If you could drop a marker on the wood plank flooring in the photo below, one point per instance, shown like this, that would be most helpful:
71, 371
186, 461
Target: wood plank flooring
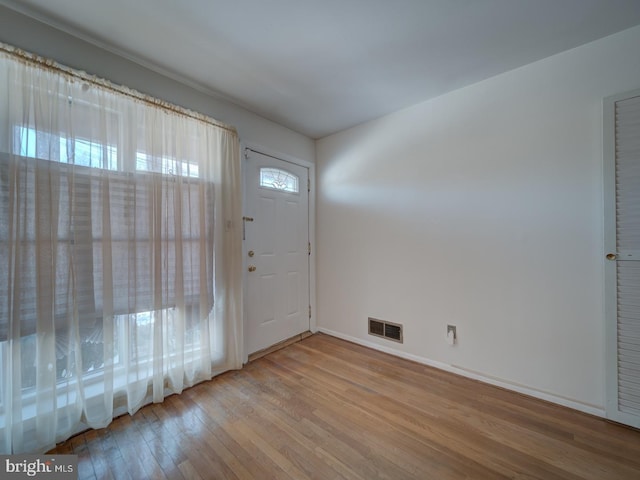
324, 408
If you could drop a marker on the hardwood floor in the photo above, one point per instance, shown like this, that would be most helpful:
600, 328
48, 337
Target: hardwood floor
324, 408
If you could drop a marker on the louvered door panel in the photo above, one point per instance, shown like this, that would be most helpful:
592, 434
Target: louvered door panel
627, 264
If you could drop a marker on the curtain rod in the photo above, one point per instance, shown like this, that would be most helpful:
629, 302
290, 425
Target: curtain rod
49, 64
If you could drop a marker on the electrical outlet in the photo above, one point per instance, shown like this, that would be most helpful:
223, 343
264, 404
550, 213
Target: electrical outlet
452, 334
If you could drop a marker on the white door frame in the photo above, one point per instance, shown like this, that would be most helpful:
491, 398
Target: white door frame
312, 234
610, 268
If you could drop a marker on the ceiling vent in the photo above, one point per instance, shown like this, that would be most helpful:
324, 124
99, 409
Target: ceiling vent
384, 329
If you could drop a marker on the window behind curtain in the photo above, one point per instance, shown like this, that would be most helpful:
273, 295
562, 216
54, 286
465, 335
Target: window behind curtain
117, 247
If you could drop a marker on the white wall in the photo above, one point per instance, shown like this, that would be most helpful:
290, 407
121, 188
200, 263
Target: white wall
481, 208
28, 34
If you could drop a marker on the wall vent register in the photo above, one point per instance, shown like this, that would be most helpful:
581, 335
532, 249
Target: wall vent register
384, 329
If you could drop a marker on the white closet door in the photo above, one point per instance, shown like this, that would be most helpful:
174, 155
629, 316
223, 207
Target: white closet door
622, 190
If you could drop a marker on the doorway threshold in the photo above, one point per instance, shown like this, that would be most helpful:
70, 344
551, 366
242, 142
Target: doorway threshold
279, 345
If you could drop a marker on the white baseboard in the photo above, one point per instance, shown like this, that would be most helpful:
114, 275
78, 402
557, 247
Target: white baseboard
549, 397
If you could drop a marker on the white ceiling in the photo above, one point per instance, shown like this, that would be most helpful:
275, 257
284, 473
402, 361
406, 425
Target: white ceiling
319, 66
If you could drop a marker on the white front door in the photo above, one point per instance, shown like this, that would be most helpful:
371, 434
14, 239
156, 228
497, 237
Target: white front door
276, 249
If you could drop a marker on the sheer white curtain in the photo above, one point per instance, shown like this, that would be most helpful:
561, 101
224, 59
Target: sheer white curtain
120, 263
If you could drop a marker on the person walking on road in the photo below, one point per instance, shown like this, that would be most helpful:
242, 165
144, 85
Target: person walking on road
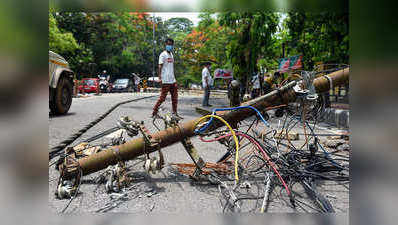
207, 81
167, 79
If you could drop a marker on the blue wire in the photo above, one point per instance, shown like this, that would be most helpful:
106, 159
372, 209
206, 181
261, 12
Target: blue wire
229, 109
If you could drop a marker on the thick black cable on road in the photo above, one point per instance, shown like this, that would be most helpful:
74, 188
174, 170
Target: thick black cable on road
61, 146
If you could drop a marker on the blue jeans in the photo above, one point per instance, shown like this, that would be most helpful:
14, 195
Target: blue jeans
206, 95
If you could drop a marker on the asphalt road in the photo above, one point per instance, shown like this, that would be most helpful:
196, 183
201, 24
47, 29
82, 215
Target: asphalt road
166, 191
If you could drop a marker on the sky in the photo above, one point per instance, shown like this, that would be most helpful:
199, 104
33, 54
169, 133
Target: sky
190, 15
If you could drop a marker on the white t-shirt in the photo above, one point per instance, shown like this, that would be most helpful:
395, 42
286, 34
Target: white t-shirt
206, 74
256, 82
167, 60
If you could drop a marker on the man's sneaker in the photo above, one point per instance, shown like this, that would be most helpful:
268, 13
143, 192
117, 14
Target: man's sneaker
177, 116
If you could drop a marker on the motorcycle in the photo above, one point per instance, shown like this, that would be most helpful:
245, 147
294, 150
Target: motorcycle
104, 83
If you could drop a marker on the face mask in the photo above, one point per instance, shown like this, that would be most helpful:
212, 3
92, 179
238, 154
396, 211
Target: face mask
169, 48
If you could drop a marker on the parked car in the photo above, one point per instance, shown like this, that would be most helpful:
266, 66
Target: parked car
60, 83
89, 85
104, 82
122, 85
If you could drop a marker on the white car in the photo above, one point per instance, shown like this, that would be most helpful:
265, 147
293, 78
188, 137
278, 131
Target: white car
60, 83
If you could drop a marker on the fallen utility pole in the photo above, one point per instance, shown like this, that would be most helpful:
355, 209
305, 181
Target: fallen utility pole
172, 135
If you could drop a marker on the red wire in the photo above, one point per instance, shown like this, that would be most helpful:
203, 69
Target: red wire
252, 140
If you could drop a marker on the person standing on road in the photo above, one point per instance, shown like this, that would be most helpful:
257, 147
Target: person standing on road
167, 79
255, 86
206, 83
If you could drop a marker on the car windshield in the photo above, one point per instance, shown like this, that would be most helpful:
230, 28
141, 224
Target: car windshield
89, 82
121, 81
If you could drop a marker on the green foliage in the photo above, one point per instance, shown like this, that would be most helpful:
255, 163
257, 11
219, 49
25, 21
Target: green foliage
321, 37
60, 42
251, 40
122, 42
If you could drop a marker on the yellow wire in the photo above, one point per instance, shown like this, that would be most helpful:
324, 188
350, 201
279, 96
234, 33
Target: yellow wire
233, 135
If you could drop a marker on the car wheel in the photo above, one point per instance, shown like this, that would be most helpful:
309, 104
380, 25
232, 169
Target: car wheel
62, 98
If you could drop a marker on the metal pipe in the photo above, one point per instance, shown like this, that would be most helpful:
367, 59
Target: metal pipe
170, 136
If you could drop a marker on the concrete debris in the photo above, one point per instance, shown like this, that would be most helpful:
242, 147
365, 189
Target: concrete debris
293, 136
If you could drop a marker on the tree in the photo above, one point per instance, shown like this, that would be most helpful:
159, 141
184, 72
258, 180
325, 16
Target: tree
252, 34
60, 42
178, 25
321, 37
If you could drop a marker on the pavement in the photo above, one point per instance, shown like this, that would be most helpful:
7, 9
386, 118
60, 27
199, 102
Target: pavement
166, 191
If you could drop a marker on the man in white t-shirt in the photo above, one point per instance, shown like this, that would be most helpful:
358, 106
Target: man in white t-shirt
167, 79
207, 82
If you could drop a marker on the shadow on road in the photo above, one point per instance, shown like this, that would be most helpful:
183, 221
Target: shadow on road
51, 115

=-=-=-=-=

- _EXERCISE BRIEF_:
Please recast the whole listing above as a Markdown table with a Row column for the row number and a Text column for each line, skipping blank lines and leaving out the pictures.

- _SOLUTION BELOW_:
| Row | Text |
|---|---|
| 1 | If you could drop a marker on the wood plank flooring in the photo below, one point per instance, shown like this, that would be most helpful: |
| 2 | 71, 371 |
| 3 | 186, 461 |
| 4 | Target: wood plank flooring |
| 5 | 324, 408 |
| 6 | If you could drop a marker on the hardwood floor in the photo above, one point per instance, shown like this, that would be most helpful: |
| 7 | 600, 328 |
| 8 | 48, 337 |
| 9 | Target: hardwood floor |
| 10 | 324, 408 |
| 11 | If you could drop a marker on the louvered door panel in the photo above, one point per instance, shown like this, that would be most helpful: |
| 12 | 592, 434 |
| 13 | Target: louvered door panel |
| 14 | 627, 264 |
| 15 | If you could drop a marker on the curtain rod in the photo above, one point per instance, shown like this, that would be most helpful: |
| 16 | 629, 302 |
| 17 | 290, 425 |
| 18 | Target: curtain rod |
| 19 | 49, 64 |
| 20 | If you could drop a marker on the electrical outlet in the photo above, one point per instance, shown like this, that would be most helpful: |
| 21 | 223, 343 |
| 22 | 264, 404 |
| 23 | 550, 213 |
| 24 | Target: electrical outlet |
| 25 | 452, 334 |
| 26 | If you could drop a marker on the white door frame in the photo above, one point per instance, shown like this, that would be most helpful: |
| 27 | 491, 398 |
| 28 | Target: white door frame |
| 29 | 312, 234 |
| 30 | 610, 268 |
| 31 | If you could drop a marker on the ceiling vent in the photo above, one point per instance, shown like this, that would be most helpful: |
| 32 | 324, 124 |
| 33 | 99, 409 |
| 34 | Target: ceiling vent |
| 35 | 384, 329 |
| 36 | If you could drop a marker on the window behind curtain in the photo above, one point per instance, shown like this, that would be most helpful: |
| 37 | 273, 295 |
| 38 | 562, 216 |
| 39 | 54, 286 |
| 40 | 465, 335 |
| 41 | Target: window behind curtain |
| 42 | 117, 247 |
| 43 | If you could drop a marker on the white wall in the photo above, one point per instance, shown like this, that would be most helpful: |
| 44 | 290, 407 |
| 45 | 121, 188 |
| 46 | 200, 263 |
| 47 | Target: white wall |
| 48 | 481, 208 |
| 49 | 28, 34 |
| 50 | If you could drop a marker on the wall vent register in the photo above, one point per instance, shown like this, that would be most helpful: |
| 51 | 581, 335 |
| 52 | 532, 249 |
| 53 | Target: wall vent register |
| 54 | 384, 329 |
| 55 | If you could drop a marker on the white closet door in the photo above, one point per instance, shown like this, that would be most helpful: |
| 56 | 174, 155 |
| 57 | 629, 316 |
| 58 | 223, 207 |
| 59 | Target: white closet door |
| 60 | 622, 190 |
| 61 | If you could drop a marker on the doorway threshold in the photo above, one point per instance, shown like this, that would be most helpful: |
| 62 | 70, 344 |
| 63 | 551, 366 |
| 64 | 242, 142 |
| 65 | Target: doorway threshold |
| 66 | 279, 345 |
| 67 | If you could drop a marker on the white baseboard in the photo above, one point per instance, shown like this, that would be most helpful: |
| 68 | 114, 275 |
| 69 | 78, 402 |
| 70 | 557, 247 |
| 71 | Target: white baseboard |
| 72 | 549, 397 |
| 73 | If you could drop a marker on the white ceiling in the photo above, one point per instance, shown like this, that would be most helpful: |
| 74 | 275, 257 |
| 75 | 284, 473 |
| 76 | 402, 361 |
| 77 | 406, 425 |
| 78 | Target: white ceiling |
| 79 | 319, 66 |
| 80 | If you could drop a marker on the white front door in the photo above, one point per instance, shown like this, that would be most helpful: |
| 81 | 371, 434 |
| 82 | 14, 239 |
| 83 | 156, 228 |
| 84 | 497, 237 |
| 85 | Target: white front door |
| 86 | 276, 249 |
| 87 | If you could drop a marker on the sheer white curtain in the photo above, one point per instance, shown like this, that would be most helpful: |
| 88 | 561, 101 |
| 89 | 224, 59 |
| 90 | Target: sheer white curtain |
| 91 | 120, 263 |
| 92 | If you could drop a marker on the person walking on road in the photo below, one point per instance, shown like this, that would be most helpful: |
| 93 | 242, 165 |
| 94 | 144, 85 |
| 95 | Target: person walking on road |
| 96 | 207, 81 |
| 97 | 167, 79 |
| 98 | If you could drop a marker on the blue wire in the photo above, one point per instance, shown like this, that would be most helpful: |
| 99 | 106, 159 |
| 100 | 372, 209 |
| 101 | 206, 181 |
| 102 | 261, 12 |
| 103 | Target: blue wire |
| 104 | 229, 109 |
| 105 | If you could drop a marker on the thick black cable on road in the photo above, one point per instance, shown like this, that would be most helpful: |
| 106 | 74, 188 |
| 107 | 174, 170 |
| 108 | Target: thick black cable on road |
| 109 | 61, 146 |
| 110 | If you could drop a marker on the blue jeans in the photo above, one point per instance, shown like this, that would be most helpful: |
| 111 | 14, 195 |
| 112 | Target: blue jeans |
| 113 | 206, 95 |
| 114 | If you could drop a marker on the asphalt road in the photo above, one point per instance, shown like this, that would be most helpful: |
| 115 | 196, 183 |
| 116 | 201, 24 |
| 117 | 47, 29 |
| 118 | 82, 215 |
| 119 | Target: asphalt road |
| 120 | 166, 191 |
| 121 | If you could drop a marker on the sky in the photo above, one point per instance, shown like this, that would be most helpful: |
| 122 | 199, 104 |
| 123 | 33, 54 |
| 124 | 169, 133 |
| 125 | Target: sky |
| 126 | 190, 15 |
| 127 | If you could drop a marker on the white t-shirt in the photo above, one point per instance, shown like this, that would be most helpful: |
| 128 | 395, 42 |
| 129 | 286, 34 |
| 130 | Target: white t-shirt |
| 131 | 206, 74 |
| 132 | 256, 82 |
| 133 | 167, 60 |
| 134 | If you could drop a marker on the man's sneaker in the photo above, one point per instance, shown like this, that would be most helpful: |
| 135 | 268, 13 |
| 136 | 143, 192 |
| 137 | 117, 14 |
| 138 | Target: man's sneaker |
| 139 | 177, 116 |
| 140 | If you could drop a marker on the motorcycle in the photo above, one point per instance, shown like this, that would be most helpful: |
| 141 | 245, 147 |
| 142 | 294, 150 |
| 143 | Target: motorcycle |
| 144 | 104, 83 |
| 145 | If you could drop a marker on the face mask in the photo above, one point per instance, shown like this, that would be most helpful: |
| 146 | 212, 3 |
| 147 | 92, 179 |
| 148 | 238, 154 |
| 149 | 396, 211 |
| 150 | Target: face mask |
| 151 | 169, 48 |
| 152 | If you could drop a marker on the parked car in the photo above, one point per instance, shown like this, that would be most helpful: |
| 153 | 266, 66 |
| 154 | Target: parked car |
| 155 | 60, 83 |
| 156 | 89, 85 |
| 157 | 104, 82 |
| 158 | 122, 85 |
| 159 | If you could drop a marker on the white car in the photo above, one point per instance, shown like this, that would be most helpful: |
| 160 | 265, 147 |
| 161 | 293, 78 |
| 162 | 188, 137 |
| 163 | 278, 131 |
| 164 | Target: white car |
| 165 | 60, 83 |
| 166 | If you could drop a marker on the fallen utility pole in the photo above, one point per instance, shown like this, that would be most helpful: |
| 167 | 355, 209 |
| 168 | 305, 181 |
| 169 | Target: fallen utility pole |
| 170 | 172, 135 |
| 171 | If you could drop a marker on the red wire in the photo above, one point per instance, shown like this, that would be most helpful: |
| 172 | 203, 69 |
| 173 | Target: red wire |
| 174 | 252, 140 |
| 175 | If you could drop a marker on the person standing on road in the photo above, one point per instance, shown like this, that would be most helpful: |
| 176 | 257, 147 |
| 177 | Target: person standing on road |
| 178 | 167, 79 |
| 179 | 255, 86 |
| 180 | 206, 83 |
| 181 | If you could drop a marker on the car windshield in the photo above, one point per instance, shown like this, that would be most helpful: |
| 182 | 230, 28 |
| 183 | 141, 224 |
| 184 | Target: car windshield |
| 185 | 89, 82 |
| 186 | 121, 81 |
| 187 | If you could drop a marker on the green foliage in the photo above, one point per instance, shown like this, that would be most helpful: |
| 188 | 255, 163 |
| 189 | 257, 11 |
| 190 | 219, 49 |
| 191 | 25, 21 |
| 192 | Target: green foliage |
| 193 | 321, 37 |
| 194 | 60, 42 |
| 195 | 251, 40 |
| 196 | 122, 42 |
| 197 | If you could drop a marker on the yellow wire in the photo above, one point per instance, shown like this, that would be most helpful: |
| 198 | 324, 188 |
| 199 | 350, 201 |
| 200 | 279, 96 |
| 201 | 234, 33 |
| 202 | Target: yellow wire |
| 203 | 233, 135 |
| 204 | If you could drop a marker on the car wheel in the photo above, one point per instance, shown like this, that would be most helpful: |
| 205 | 309, 104 |
| 206 | 380, 25 |
| 207 | 232, 169 |
| 208 | Target: car wheel |
| 209 | 62, 98 |
| 210 | If you could drop a marker on the metal pipe in the photo above, one point per instance, shown like this, that would be most helpful: |
| 211 | 367, 59 |
| 212 | Target: metal pipe |
| 213 | 170, 136 |
| 214 | If you could drop a marker on the concrete debris in the photo above, one point per instance, shown like this, that would be most helpful: |
| 215 | 242, 147 |
| 216 | 365, 189 |
| 217 | Target: concrete debris |
| 218 | 293, 136 |
| 219 | If you could drop a marker on the tree in the photo above, one point per instance, shown like this, that would be most helpful: |
| 220 | 159, 141 |
| 221 | 184, 72 |
| 222 | 258, 180 |
| 223 | 325, 16 |
| 224 | Target: tree |
| 225 | 252, 34 |
| 226 | 60, 42 |
| 227 | 178, 25 |
| 228 | 321, 37 |
| 229 | If you could drop a marker on the pavement in the photo above, one point per instance, shown like this, that would be most helpful: |
| 230 | 7, 9 |
| 231 | 386, 118 |
| 232 | 60, 27 |
| 233 | 199, 102 |
| 234 | Target: pavement |
| 235 | 166, 191 |
| 236 | If you could drop a marker on the man in white t-shirt in the photo above, one point per instance, shown like this, that would be most helpful: |
| 237 | 358, 106 |
| 238 | Target: man in white t-shirt |
| 239 | 167, 79 |
| 240 | 207, 82 |
| 241 | If you could drop a marker on the shadow on road in the photo above, one point per instance, shown like this, that would be most helpful: |
| 242 | 183, 221 |
| 243 | Target: shadow on road |
| 244 | 51, 115 |